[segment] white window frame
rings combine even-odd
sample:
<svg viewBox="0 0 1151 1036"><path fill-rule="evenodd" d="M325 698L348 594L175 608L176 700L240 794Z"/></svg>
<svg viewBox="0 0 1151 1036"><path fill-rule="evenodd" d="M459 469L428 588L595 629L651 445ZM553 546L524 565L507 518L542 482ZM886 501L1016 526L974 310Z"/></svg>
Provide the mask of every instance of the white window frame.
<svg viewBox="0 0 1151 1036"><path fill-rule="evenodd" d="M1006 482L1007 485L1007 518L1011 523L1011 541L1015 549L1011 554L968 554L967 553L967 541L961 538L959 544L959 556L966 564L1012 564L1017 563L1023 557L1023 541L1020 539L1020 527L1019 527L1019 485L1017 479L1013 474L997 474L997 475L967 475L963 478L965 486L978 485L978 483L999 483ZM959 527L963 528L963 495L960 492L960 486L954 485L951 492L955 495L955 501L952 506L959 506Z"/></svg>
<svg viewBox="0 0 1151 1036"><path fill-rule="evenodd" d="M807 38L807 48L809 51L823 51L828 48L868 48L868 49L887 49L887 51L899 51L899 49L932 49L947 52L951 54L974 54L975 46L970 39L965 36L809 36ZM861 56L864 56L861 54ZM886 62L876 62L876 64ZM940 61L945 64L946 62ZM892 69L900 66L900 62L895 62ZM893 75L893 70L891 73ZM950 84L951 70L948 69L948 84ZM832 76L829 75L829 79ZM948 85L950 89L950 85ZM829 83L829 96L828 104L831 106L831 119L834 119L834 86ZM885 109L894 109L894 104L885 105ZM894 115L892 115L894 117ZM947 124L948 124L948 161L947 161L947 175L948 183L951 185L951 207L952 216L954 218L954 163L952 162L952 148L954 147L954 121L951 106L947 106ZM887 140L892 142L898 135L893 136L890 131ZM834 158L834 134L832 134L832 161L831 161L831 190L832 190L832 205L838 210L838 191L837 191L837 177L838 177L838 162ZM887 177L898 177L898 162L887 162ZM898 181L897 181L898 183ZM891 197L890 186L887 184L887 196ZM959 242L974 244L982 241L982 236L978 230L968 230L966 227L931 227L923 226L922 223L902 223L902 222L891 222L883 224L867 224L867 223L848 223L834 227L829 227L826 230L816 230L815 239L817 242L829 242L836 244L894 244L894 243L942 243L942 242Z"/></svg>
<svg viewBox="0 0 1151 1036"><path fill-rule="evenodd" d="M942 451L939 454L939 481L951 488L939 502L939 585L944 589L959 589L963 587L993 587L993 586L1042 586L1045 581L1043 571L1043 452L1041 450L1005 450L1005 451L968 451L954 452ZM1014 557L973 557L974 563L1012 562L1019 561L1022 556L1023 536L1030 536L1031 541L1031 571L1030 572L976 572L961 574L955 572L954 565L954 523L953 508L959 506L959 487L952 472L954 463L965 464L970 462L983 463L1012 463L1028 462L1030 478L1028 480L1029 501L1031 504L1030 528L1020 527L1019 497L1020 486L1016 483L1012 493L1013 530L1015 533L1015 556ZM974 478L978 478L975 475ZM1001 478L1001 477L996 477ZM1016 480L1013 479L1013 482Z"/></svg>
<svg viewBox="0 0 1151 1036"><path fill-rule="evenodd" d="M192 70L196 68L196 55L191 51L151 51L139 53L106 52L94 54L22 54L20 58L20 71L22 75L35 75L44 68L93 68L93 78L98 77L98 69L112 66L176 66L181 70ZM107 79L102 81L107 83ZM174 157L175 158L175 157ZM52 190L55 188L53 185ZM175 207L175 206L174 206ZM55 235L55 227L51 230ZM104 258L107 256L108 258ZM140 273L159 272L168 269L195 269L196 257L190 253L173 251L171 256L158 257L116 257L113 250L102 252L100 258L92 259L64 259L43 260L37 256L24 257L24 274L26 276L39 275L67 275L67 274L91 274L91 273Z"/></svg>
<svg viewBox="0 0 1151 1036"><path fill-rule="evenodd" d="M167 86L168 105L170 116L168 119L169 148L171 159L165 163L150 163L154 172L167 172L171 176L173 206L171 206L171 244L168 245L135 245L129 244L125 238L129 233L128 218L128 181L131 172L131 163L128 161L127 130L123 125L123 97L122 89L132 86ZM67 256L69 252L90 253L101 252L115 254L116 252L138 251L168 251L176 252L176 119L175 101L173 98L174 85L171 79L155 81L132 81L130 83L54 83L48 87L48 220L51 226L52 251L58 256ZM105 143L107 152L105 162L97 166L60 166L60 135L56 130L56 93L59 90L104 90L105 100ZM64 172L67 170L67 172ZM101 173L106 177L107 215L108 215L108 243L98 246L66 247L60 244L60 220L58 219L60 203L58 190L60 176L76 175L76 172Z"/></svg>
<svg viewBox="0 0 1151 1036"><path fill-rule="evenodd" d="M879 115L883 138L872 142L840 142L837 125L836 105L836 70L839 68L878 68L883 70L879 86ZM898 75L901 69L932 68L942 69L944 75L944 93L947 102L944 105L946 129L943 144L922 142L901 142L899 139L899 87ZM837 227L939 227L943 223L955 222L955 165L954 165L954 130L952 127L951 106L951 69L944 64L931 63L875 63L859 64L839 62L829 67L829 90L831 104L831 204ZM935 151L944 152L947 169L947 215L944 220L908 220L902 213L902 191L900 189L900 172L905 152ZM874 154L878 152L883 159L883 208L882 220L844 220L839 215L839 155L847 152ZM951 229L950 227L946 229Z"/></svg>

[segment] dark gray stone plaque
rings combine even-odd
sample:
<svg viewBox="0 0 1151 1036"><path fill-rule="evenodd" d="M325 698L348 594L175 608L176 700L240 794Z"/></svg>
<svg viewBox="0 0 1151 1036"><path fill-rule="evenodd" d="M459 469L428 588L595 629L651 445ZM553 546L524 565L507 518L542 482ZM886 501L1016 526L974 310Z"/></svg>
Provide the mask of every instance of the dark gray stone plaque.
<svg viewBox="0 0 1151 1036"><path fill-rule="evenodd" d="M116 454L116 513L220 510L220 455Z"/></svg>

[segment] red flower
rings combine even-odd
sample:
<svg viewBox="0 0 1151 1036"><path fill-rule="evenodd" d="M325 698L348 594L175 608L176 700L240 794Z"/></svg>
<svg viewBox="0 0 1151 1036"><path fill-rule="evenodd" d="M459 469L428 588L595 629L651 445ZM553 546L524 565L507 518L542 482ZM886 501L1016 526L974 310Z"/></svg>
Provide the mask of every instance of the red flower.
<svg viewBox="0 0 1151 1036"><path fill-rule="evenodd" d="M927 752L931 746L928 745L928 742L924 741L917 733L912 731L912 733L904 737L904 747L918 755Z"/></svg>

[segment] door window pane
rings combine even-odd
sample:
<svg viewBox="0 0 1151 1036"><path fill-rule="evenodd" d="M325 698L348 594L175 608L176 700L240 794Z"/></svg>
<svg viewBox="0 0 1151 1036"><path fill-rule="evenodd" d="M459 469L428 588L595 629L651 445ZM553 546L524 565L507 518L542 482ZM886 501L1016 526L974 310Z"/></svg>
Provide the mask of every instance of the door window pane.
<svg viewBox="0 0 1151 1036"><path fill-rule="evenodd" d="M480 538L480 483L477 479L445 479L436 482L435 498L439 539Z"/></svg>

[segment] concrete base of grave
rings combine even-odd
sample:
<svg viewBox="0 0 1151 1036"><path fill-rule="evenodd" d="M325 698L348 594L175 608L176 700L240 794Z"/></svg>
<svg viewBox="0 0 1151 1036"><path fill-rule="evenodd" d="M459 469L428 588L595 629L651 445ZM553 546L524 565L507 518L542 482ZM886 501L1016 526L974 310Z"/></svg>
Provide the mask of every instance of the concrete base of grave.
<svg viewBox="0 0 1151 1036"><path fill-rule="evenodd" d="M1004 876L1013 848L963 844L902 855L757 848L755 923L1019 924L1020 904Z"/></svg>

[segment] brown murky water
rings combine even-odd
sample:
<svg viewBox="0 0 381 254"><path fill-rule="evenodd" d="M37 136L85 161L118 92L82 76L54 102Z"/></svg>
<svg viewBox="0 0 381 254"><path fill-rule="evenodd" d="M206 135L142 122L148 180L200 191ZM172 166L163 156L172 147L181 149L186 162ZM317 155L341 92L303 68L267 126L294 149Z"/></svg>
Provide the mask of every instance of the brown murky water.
....
PROMPT:
Convert the lines from the one containing "[segment] brown murky water" through the last line above, both included, into a JSON list of strings with one string per line and blank lines left out.

RESULT:
[
  "[segment] brown murky water",
  "rings combine even-odd",
  "sample:",
  "<svg viewBox=\"0 0 381 254\"><path fill-rule=\"evenodd\" d=\"M37 136L85 161L118 92L82 76L54 102Z\"/></svg>",
  "<svg viewBox=\"0 0 381 254\"><path fill-rule=\"evenodd\" d=\"M206 135L142 122L148 180L200 191ZM172 166L163 156L172 147L181 149L186 162ZM317 155L341 92L303 68L267 126L294 149Z\"/></svg>",
  "Provide the mask of every instance of the brown murky water."
]